• **GIVEN PROBLEM**: Can you repeat, word for word, the lines from the one containing "of the blue" through the one containing "column 444, row 598", including both of those lines?
BEGIN RECORD EXCERPTS
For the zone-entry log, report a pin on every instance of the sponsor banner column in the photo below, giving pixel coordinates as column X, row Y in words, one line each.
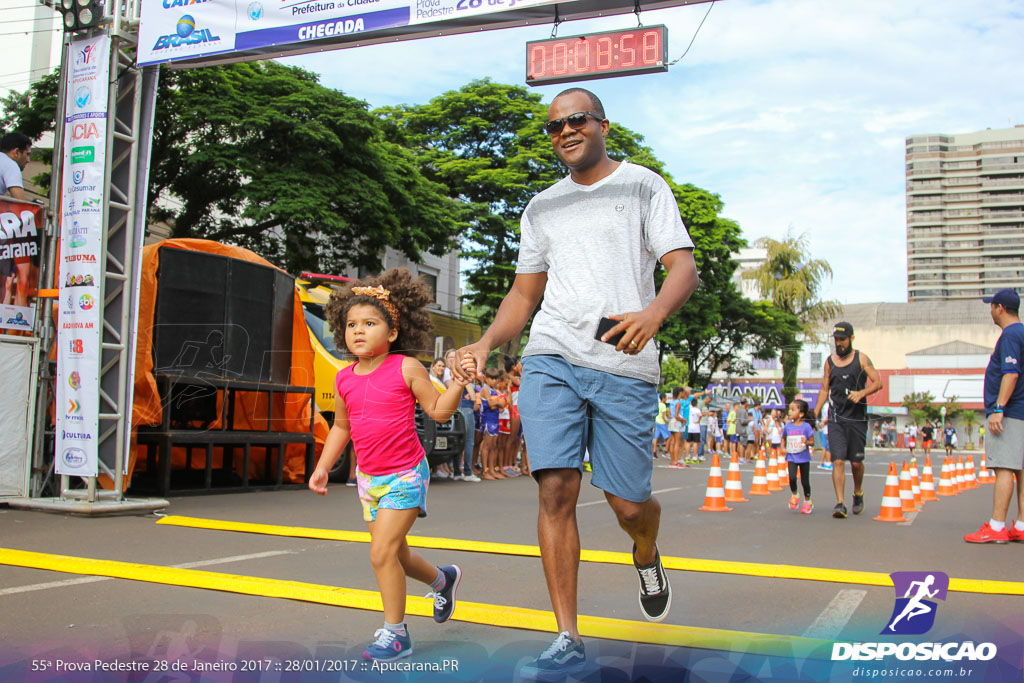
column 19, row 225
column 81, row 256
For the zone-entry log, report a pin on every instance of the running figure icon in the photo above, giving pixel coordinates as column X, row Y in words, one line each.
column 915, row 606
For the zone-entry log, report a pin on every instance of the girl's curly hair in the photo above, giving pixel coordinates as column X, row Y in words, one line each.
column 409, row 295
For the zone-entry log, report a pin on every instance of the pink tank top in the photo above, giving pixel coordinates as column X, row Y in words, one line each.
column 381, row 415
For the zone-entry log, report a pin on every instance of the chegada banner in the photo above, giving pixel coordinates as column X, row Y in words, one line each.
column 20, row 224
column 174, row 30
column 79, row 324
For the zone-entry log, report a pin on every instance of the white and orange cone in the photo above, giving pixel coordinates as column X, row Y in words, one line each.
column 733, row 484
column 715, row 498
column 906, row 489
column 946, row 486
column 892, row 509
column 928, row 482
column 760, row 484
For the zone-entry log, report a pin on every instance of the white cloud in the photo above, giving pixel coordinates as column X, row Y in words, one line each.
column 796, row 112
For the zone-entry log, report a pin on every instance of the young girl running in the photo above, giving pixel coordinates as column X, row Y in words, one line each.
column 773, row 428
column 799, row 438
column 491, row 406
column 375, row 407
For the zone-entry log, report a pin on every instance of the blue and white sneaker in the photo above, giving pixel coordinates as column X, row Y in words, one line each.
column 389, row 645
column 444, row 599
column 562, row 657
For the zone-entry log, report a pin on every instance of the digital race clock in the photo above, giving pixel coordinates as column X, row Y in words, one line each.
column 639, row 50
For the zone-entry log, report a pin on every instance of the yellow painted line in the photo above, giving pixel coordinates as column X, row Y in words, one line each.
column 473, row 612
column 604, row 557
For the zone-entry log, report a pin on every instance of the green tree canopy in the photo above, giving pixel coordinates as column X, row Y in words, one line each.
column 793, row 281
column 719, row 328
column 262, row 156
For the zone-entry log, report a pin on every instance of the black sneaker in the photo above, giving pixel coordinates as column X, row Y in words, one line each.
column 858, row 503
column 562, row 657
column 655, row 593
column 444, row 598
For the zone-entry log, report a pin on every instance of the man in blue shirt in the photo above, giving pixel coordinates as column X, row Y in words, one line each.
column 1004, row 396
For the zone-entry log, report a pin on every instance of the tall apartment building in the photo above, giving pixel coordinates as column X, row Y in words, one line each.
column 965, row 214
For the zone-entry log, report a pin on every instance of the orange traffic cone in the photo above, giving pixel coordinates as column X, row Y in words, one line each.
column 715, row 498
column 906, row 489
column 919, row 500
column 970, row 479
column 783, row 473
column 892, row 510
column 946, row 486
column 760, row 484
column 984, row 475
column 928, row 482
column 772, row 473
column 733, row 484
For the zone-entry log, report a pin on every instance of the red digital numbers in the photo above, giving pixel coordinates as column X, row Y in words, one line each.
END RECORD EXCERPTS
• **ANSWER TO THE PROBLEM**:
For the zone-entry log, report a pin on every instance of the blue and white sneaker in the photo above, giving pixel coordinates as column X, row Y in words, one line each.
column 389, row 645
column 444, row 599
column 562, row 657
For the zone-entry log, report a pin on every instance of the digital race clock in the photo above, giving pixel coordinates as column X, row Y in words, one line each.
column 639, row 50
For the zone-entry log, report a pin on every instance of the yellow painted line in the photo above, giving pixel coordinates as column X, row Y in words, one line each.
column 473, row 612
column 604, row 557
For the zone-entry log, report a pin on every instance of the green tree canopy in the photo above, giving pixel coordinates as column X, row Y in words, one line each.
column 793, row 281
column 719, row 328
column 262, row 156
For the zone-entry log, report a pin on every instance of the black sneaker in the photo above, giving pixel coordinates as column X, row Y in words, one line each.
column 858, row 503
column 562, row 657
column 655, row 593
column 444, row 598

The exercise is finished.